**SHORT PROBLEM:**
Put the lines of the rows below into a JSON list of strings, one string per line, leaving out blank lines. Include only the lines starting with the line that contains "Question. Spot each instance of the watch" and going on through the line that contains "point(230, 182)".

**Dataset entries:**
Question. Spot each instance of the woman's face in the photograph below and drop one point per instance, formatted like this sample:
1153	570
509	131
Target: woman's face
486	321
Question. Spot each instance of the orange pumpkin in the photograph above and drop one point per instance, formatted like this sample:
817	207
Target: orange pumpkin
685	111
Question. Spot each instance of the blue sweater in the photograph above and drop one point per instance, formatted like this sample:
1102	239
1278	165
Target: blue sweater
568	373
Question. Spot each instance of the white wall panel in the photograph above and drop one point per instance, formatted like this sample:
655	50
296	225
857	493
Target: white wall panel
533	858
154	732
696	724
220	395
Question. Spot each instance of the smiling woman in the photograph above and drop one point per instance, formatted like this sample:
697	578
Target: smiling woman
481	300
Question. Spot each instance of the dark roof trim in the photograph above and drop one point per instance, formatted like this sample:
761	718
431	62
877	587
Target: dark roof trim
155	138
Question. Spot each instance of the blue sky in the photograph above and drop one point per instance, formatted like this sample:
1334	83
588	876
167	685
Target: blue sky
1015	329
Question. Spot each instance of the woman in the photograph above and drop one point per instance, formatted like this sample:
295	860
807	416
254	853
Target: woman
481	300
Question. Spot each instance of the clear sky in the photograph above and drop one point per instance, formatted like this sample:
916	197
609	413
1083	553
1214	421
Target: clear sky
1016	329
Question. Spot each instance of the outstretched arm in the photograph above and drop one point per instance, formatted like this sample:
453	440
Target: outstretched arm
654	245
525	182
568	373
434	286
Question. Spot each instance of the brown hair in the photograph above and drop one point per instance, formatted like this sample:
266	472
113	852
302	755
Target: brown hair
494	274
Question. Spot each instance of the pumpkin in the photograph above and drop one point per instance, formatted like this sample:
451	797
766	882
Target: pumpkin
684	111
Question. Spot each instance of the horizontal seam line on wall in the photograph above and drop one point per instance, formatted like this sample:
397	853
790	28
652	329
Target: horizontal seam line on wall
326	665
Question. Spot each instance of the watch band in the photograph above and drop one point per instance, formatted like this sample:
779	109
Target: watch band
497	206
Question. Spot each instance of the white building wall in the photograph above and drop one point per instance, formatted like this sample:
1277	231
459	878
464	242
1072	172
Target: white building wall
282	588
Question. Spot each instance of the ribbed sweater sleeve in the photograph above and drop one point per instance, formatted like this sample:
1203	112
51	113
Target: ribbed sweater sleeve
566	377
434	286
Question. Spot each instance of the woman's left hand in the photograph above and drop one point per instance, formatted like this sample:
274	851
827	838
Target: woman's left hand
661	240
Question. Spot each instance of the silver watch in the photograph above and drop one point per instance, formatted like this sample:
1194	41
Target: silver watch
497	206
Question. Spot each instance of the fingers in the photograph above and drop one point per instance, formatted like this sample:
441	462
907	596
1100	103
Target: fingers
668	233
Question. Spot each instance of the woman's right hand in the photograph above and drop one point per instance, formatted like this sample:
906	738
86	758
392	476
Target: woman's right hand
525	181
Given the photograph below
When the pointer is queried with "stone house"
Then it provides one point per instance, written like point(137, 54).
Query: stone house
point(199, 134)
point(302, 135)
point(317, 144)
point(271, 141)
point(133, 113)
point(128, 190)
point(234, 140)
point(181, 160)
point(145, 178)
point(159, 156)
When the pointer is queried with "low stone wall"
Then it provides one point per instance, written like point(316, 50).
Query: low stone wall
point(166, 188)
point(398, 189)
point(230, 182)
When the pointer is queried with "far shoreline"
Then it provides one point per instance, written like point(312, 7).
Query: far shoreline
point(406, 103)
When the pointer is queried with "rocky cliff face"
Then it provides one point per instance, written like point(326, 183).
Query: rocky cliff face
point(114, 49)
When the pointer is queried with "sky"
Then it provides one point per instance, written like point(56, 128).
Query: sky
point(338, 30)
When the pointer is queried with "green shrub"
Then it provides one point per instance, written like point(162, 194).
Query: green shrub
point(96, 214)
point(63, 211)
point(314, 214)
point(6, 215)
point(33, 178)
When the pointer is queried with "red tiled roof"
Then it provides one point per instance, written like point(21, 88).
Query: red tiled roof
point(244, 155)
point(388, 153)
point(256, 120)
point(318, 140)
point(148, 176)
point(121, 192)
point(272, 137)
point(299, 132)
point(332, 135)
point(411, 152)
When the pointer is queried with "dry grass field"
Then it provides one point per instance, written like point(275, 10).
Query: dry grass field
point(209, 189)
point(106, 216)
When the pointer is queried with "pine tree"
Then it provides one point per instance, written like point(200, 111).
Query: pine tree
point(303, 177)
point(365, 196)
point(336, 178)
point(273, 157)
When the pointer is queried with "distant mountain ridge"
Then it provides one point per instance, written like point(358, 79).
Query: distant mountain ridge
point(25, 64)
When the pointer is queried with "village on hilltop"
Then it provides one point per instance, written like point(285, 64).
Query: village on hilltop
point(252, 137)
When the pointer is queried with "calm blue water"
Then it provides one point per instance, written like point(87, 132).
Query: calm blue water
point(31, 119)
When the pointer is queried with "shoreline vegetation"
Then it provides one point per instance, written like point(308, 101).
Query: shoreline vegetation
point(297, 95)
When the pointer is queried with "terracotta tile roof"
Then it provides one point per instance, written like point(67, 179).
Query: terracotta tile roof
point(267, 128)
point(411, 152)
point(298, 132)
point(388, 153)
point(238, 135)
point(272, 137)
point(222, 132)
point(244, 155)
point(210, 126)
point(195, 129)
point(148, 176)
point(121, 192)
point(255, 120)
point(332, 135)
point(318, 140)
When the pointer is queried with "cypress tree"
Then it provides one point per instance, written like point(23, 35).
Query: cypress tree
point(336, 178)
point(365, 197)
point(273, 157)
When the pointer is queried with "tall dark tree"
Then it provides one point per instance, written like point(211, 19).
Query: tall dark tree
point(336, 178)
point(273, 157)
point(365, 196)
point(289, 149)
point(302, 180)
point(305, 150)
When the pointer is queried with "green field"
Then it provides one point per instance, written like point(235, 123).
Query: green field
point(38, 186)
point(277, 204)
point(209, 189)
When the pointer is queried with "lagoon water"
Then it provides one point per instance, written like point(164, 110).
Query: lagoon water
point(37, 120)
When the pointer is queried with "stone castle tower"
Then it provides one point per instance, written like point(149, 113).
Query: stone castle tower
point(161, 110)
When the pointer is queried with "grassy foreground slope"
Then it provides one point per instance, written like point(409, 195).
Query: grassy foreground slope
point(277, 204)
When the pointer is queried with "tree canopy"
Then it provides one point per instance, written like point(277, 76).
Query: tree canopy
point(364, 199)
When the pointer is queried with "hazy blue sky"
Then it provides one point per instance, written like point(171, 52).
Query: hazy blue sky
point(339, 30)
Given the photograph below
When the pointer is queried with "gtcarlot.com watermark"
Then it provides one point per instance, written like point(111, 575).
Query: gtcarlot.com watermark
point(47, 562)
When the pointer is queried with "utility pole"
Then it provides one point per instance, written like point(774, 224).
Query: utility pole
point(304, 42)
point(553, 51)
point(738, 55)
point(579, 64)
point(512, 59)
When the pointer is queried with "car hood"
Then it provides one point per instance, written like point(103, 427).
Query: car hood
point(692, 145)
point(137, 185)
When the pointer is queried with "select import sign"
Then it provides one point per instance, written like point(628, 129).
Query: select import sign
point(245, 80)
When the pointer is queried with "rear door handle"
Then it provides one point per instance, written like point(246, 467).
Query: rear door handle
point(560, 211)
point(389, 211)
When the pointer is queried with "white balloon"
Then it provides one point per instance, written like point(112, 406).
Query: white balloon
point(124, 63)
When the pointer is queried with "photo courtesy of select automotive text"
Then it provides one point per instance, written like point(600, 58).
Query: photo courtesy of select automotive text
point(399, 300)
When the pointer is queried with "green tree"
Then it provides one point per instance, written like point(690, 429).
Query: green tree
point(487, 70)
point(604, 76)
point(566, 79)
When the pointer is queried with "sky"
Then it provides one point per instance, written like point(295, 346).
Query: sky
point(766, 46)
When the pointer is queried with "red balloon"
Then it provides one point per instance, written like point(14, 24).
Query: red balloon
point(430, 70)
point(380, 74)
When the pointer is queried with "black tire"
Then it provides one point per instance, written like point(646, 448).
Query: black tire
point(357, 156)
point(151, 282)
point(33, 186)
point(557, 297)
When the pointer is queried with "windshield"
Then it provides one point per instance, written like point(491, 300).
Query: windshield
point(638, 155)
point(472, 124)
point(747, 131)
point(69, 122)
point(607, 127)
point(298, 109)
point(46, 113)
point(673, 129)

**TASK ANSWER:**
[
  "Question. Spot each instance of the watch band in the photograph above and drop one point per instance, formatted like this sample:",
  "779\t109",
  "Target: watch band",
  "497\t206",
  "Question. Spot each instance of the white building wall in the photograph above and drop one point per instance, formatted like this sample:",
  "1277\t231",
  "459\t878",
  "464\t242",
  "1072\t172",
  "Target: white building wall",
  "282\t588",
  "Question. Spot each instance of the ribbed sweater sleeve in the photograph above and drop one point per instance, formatted like this sample:",
  "1203\t112",
  "51\t113",
  "Target: ribbed sweater sleeve",
  "566\t377",
  "434\t286",
  "Question. Spot each instance of the woman's left hand in the photograph above and drop one point per instance, formatted like this sample:",
  "274\t851",
  "827\t838",
  "Target: woman's left hand",
  "661\t240",
  "Question. Spot each instance of the silver watch in the photograph above and drop one point per instance, formatted like this sample:",
  "1194\t41",
  "Target: silver watch",
  "497\t206",
  "Question. Spot each instance of the fingers in the photograph above and drop one point per instance, formatted like this sample:",
  "441\t462",
  "907\t596",
  "1100\t103",
  "Target: fingers",
  "668\t233",
  "Question. Spot each instance of the woman's right hand in the photograph above and drop one point per instance, formatted like this sample:",
  "906\t738",
  "86\t758",
  "392\t476",
  "Target: woman's right hand",
  "525\t181",
  "Given the photograph below",
  "When the pointer is queried with \"stone house\"",
  "Then it provides one point per instance, written like point(137, 54).",
  "Query: stone house",
  "point(199, 134)",
  "point(302, 135)",
  "point(317, 144)",
  "point(271, 141)",
  "point(133, 113)",
  "point(128, 190)",
  "point(234, 140)",
  "point(181, 160)",
  "point(145, 178)",
  "point(159, 156)",
  "When the pointer is queried with \"low stone wall\"",
  "Then it provides one point per instance, written like point(316, 50).",
  "Query: low stone wall",
  "point(166, 188)",
  "point(398, 189)",
  "point(230, 182)"
]